* **ACTIVITY**:
Retype all the records with nothing changed.

>>>

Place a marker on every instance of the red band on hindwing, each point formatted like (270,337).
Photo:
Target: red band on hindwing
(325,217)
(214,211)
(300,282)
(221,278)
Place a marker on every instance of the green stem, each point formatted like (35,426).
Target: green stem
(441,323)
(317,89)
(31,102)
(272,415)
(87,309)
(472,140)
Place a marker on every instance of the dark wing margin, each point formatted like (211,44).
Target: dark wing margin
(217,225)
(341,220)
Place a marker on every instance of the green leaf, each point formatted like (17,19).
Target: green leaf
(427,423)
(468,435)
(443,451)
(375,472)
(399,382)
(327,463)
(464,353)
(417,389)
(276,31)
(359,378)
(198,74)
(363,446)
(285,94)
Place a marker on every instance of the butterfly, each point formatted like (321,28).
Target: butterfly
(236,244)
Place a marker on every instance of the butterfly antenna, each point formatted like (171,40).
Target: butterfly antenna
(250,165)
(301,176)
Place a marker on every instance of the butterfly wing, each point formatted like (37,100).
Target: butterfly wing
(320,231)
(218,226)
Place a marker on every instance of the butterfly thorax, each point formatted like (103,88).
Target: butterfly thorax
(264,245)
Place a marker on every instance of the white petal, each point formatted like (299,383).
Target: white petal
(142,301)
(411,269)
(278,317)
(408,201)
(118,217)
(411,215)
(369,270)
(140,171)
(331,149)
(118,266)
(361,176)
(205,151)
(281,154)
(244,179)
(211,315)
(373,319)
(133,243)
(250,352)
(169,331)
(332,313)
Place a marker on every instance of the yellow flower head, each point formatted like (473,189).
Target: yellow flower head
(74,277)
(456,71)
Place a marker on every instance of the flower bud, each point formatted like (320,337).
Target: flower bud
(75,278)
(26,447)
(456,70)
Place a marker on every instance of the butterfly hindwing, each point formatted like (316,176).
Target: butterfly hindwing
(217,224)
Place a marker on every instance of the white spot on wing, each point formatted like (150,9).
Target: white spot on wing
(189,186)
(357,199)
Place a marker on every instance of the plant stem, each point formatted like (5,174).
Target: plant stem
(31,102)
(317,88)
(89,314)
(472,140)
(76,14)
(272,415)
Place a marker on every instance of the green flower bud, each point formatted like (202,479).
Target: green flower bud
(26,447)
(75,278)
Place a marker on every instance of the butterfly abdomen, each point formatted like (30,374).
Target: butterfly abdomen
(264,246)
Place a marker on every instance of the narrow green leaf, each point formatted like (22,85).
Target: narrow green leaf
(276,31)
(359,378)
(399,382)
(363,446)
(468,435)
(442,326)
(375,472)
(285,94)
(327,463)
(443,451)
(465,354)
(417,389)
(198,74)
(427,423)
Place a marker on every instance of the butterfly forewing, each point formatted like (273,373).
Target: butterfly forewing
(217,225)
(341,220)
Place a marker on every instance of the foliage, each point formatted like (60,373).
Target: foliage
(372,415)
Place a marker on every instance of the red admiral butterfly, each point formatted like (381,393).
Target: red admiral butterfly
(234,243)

<<<

* **RESPONSE TO THIS EXERCISE**:
Place a marker on every instance of the red band on hindwing, each point formatted like (270,337).
Photo:
Target: red band on hindwing
(325,217)
(214,211)
(300,282)
(221,278)
Place a marker on every instance of the green stem, each point formatted like (35,426).
Target: green stem
(441,323)
(317,89)
(31,102)
(272,415)
(87,309)
(472,140)
Place a marker on every instance of the dark wing margin, each point formatted like (211,44).
Target: dark wing margin
(217,225)
(341,220)
Place a marker on every instance of the green leaf, each point formatted like (17,19).
Target: green leaf
(427,423)
(468,435)
(443,451)
(375,472)
(399,382)
(327,463)
(464,353)
(417,389)
(276,31)
(359,378)
(198,74)
(363,446)
(285,94)
Place a marker on every instance of the butterfly, each point formatted like (321,28).
Target: butterfly
(236,244)
Place a marker on every instance of the butterfly antenna, each point formatted like (171,40).
Target: butterfly antenna
(250,165)
(301,176)
Place a marker on every instance of the butterfly wing, each point formatted like (37,100).
Target: butterfly wing
(320,231)
(218,226)
Place a marker on every instance of the butterfly thorax, each point formatted like (103,88).
Target: butterfly thorax
(264,245)
Place a marker on every instance of the white petal, each point formatted like (299,383).
Target: white petal
(142,301)
(411,269)
(278,317)
(408,201)
(118,217)
(411,215)
(369,270)
(140,171)
(331,149)
(118,266)
(361,176)
(205,151)
(281,154)
(244,179)
(211,315)
(373,319)
(133,243)
(250,352)
(169,331)
(332,313)
Place a marker on every instance of the yellow flower head, each point formatted like (473,189).
Target: yellow flower head
(74,277)
(456,71)
Place a marker on every instance of the flower bud, each point formatted like (320,337).
Target: flower bud
(75,278)
(26,447)
(456,70)
Place a marker on every instance of the butterfly hindwing, each point formatted like (316,176).
Target: butterfly hindwing
(217,224)
Place a marker on every instance of the white spot on wing, each point formatted like (150,9).
Target: white spot on wing
(189,186)
(357,199)
Place a marker on every instance of the plant stem, each point formatted like (5,174).
Target: plant stem
(31,102)
(317,88)
(89,314)
(472,140)
(76,14)
(272,415)
Place a marker on every instance of the green flower bud, each point formatted like (202,479).
Target: green flower bud
(26,447)
(75,278)
Place a marker on every instance of the butterfly abdomen, each point formatted like (30,374).
Target: butterfly abdomen
(264,246)
Place a marker on every instance of the narrow green leaf, each point formatted like (22,85).
Target: narrow green leaf
(276,31)
(359,378)
(399,382)
(363,446)
(468,435)
(442,326)
(375,472)
(285,94)
(327,463)
(443,451)
(465,354)
(417,389)
(198,74)
(427,423)
Place a marker on every instance of the butterfly forewing, each point formatted like (273,373).
Target: butterfly forewing
(217,225)
(341,220)
Place a marker on every instance of the foliage, each point formatted like (60,373).
Target: foliage
(372,415)
Place a marker on every instance of the red admiral butterfly, each point formatted like (381,393).
Target: red admiral butterfly
(234,243)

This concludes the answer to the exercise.